Exercise requirements: Pull out every line of the items below that contains the word "background", copying each one in full.

Pointing dataset items:
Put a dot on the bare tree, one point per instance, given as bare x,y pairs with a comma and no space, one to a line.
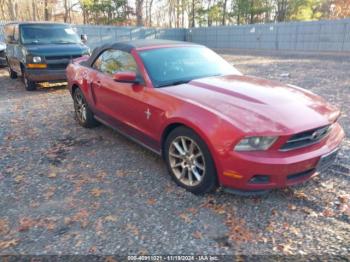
224,12
139,15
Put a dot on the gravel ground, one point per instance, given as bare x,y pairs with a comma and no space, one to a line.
69,190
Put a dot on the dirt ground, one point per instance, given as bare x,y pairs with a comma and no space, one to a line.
69,190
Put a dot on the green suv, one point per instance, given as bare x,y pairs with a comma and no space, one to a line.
40,52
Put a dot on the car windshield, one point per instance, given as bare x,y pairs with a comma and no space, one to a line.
48,34
178,65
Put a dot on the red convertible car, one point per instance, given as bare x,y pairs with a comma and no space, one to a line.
212,125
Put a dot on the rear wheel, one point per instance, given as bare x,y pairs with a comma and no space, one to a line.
189,161
83,113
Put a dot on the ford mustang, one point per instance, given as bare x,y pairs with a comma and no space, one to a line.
212,125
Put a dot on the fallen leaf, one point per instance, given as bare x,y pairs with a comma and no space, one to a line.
344,199
185,217
300,195
133,229
111,218
110,259
328,212
52,175
197,235
121,173
4,227
292,207
8,243
96,192
25,224
81,217
93,249
50,192
19,178
151,201
99,226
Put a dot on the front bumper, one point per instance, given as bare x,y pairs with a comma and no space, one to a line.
44,75
282,168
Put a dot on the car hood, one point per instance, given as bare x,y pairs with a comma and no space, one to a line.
56,49
256,105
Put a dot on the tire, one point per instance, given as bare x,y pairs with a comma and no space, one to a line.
83,113
192,167
13,74
28,84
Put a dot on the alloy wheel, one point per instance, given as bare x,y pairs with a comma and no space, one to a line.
187,161
80,107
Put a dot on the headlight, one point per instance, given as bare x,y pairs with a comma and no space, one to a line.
37,59
255,143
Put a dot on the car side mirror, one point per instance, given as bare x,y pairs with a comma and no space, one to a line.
126,77
11,39
83,38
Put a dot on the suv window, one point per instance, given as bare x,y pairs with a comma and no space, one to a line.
16,33
113,61
48,34
8,30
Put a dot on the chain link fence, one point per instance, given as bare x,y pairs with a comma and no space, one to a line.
318,36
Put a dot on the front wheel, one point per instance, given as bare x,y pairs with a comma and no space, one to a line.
189,161
28,84
13,74
83,113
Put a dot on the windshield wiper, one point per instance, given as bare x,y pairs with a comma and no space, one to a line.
175,83
62,42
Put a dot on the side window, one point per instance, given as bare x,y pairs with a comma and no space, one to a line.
8,30
113,61
16,33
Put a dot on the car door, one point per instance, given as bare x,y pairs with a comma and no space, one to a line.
126,106
10,47
17,52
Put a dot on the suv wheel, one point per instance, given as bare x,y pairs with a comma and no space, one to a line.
13,74
28,84
83,113
189,161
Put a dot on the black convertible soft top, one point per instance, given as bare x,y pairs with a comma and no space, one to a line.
127,46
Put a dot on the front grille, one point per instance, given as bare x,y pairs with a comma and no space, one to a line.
69,57
301,174
57,66
59,62
306,138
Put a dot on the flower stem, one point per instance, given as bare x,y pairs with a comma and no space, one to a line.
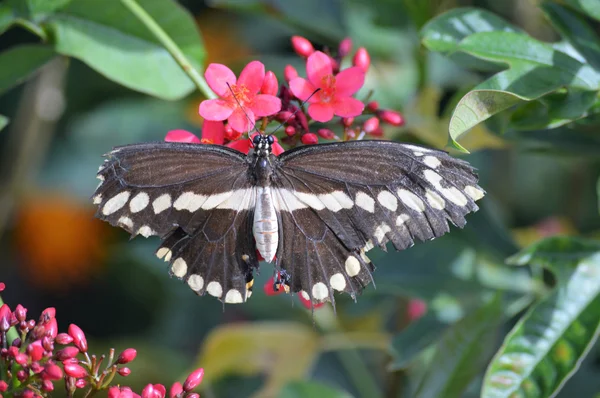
170,45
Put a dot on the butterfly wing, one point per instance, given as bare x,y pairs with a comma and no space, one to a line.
198,199
344,198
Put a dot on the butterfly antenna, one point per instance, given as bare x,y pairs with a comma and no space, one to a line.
252,122
296,111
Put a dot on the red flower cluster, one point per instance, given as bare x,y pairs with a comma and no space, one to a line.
30,363
255,97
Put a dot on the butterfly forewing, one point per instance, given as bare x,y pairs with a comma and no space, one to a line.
198,198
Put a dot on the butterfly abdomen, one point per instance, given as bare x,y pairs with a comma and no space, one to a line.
265,227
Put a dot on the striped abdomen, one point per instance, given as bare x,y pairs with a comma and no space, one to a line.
265,228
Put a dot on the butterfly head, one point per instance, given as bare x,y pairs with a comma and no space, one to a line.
262,145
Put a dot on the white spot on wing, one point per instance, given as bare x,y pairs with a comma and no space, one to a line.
234,296
432,161
387,200
126,222
179,267
320,291
474,192
214,289
380,232
196,282
115,203
352,266
411,200
139,202
365,201
338,282
189,201
452,194
162,203
435,200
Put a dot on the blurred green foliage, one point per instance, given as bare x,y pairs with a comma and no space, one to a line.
516,83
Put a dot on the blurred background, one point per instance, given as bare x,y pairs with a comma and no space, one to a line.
55,253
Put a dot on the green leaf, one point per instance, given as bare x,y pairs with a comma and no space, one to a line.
461,353
3,121
412,341
549,342
589,7
535,69
575,30
18,63
107,37
301,389
446,31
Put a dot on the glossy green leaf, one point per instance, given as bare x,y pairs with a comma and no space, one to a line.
407,345
446,31
576,30
589,7
461,353
535,69
3,121
18,63
549,342
107,37
302,389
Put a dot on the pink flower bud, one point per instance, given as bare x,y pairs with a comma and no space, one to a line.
373,106
362,59
193,380
290,130
270,85
5,317
370,125
75,370
347,121
326,134
35,350
302,46
176,389
47,385
66,353
78,337
289,73
20,313
181,136
124,372
345,47
391,117
64,339
52,372
309,139
127,356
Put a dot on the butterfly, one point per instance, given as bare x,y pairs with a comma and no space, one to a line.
314,211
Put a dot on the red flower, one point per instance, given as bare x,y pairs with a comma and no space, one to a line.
334,98
239,100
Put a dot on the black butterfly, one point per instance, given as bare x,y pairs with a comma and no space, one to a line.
313,210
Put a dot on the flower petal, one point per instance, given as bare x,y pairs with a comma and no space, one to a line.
318,65
242,145
181,136
217,76
349,81
252,76
347,107
301,88
213,132
265,105
321,112
241,121
216,109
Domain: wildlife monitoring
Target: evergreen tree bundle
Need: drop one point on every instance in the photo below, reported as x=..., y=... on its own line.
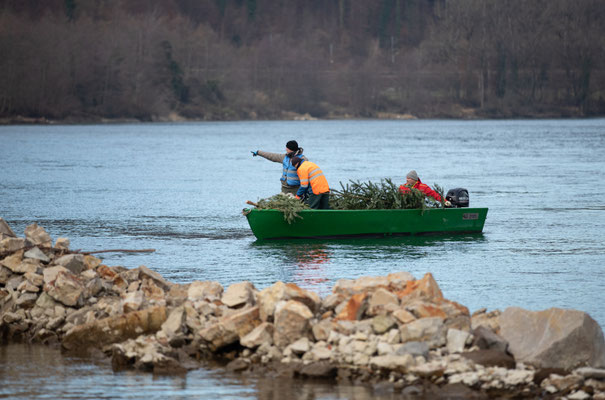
x=384, y=195
x=288, y=205
x=355, y=195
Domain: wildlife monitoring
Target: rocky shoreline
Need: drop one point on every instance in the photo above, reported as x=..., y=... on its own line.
x=394, y=331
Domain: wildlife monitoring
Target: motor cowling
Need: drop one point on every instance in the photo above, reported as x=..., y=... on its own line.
x=458, y=197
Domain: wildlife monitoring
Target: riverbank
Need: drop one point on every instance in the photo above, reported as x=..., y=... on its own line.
x=393, y=330
x=456, y=112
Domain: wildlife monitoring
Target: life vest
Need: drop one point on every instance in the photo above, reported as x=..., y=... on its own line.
x=289, y=174
x=310, y=175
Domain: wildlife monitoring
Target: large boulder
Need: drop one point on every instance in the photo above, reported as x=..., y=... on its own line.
x=259, y=335
x=268, y=298
x=62, y=286
x=425, y=288
x=354, y=308
x=382, y=301
x=114, y=329
x=429, y=330
x=11, y=244
x=291, y=322
x=231, y=328
x=553, y=338
x=73, y=262
x=238, y=294
x=395, y=281
x=204, y=290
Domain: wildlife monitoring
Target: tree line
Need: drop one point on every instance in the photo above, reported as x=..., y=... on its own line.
x=239, y=59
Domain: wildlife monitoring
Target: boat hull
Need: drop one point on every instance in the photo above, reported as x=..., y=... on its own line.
x=270, y=224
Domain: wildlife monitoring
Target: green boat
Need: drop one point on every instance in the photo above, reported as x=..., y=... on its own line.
x=270, y=224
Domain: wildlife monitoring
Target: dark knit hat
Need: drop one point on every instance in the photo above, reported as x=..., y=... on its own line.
x=292, y=145
x=296, y=161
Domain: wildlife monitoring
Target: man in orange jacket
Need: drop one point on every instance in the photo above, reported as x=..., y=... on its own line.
x=412, y=181
x=311, y=177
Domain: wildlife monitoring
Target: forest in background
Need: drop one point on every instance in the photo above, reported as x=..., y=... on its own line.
x=154, y=60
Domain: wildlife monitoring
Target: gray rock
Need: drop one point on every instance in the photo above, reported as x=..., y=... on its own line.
x=384, y=348
x=318, y=370
x=10, y=245
x=258, y=336
x=27, y=286
x=579, y=395
x=238, y=294
x=380, y=301
x=231, y=328
x=28, y=265
x=490, y=358
x=486, y=339
x=62, y=244
x=114, y=329
x=65, y=288
x=51, y=273
x=320, y=352
x=34, y=279
x=413, y=348
x=300, y=346
x=206, y=290
x=14, y=282
x=12, y=317
x=38, y=236
x=45, y=301
x=159, y=280
x=382, y=323
x=131, y=301
x=268, y=298
x=591, y=373
x=331, y=301
x=322, y=329
x=456, y=340
x=393, y=362
x=26, y=300
x=291, y=322
x=554, y=338
x=36, y=254
x=430, y=330
x=174, y=323
x=72, y=262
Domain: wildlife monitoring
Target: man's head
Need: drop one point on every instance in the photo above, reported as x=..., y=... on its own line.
x=411, y=177
x=296, y=161
x=291, y=146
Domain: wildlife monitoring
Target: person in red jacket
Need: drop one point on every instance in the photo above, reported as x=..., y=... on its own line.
x=412, y=181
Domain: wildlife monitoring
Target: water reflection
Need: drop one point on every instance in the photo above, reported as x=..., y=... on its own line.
x=316, y=264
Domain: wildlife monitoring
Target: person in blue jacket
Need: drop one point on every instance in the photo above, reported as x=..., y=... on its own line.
x=289, y=179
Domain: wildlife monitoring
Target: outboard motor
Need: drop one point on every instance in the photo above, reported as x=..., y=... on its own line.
x=458, y=197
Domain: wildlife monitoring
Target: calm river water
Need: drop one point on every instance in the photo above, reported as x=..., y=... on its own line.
x=180, y=189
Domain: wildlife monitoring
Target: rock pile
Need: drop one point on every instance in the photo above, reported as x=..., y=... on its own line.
x=393, y=330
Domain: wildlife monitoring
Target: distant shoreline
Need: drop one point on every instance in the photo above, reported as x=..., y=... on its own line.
x=286, y=116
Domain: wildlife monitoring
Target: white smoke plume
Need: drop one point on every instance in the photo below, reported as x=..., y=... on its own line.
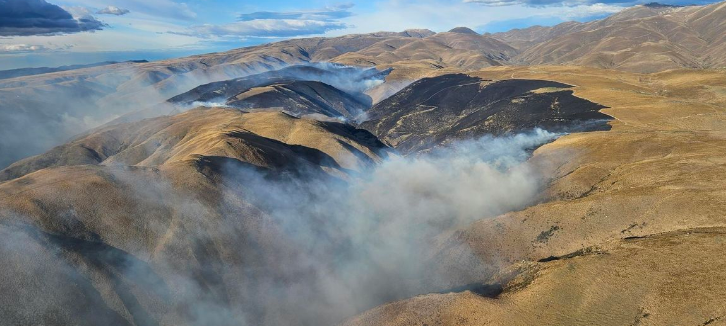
x=365, y=241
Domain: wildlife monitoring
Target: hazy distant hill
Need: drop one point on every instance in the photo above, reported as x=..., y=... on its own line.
x=20, y=72
x=645, y=38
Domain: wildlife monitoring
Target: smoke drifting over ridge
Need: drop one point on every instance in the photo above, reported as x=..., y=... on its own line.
x=300, y=248
x=368, y=240
x=39, y=112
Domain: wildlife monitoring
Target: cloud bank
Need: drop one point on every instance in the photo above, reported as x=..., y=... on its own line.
x=268, y=24
x=38, y=17
x=111, y=10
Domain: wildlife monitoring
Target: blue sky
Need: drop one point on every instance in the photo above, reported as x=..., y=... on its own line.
x=84, y=31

Exercise response:
Put a dot on the blurred background, one point per instance, given as bare x,y pairs with a comma and no space, one to a line.
Target: forest in background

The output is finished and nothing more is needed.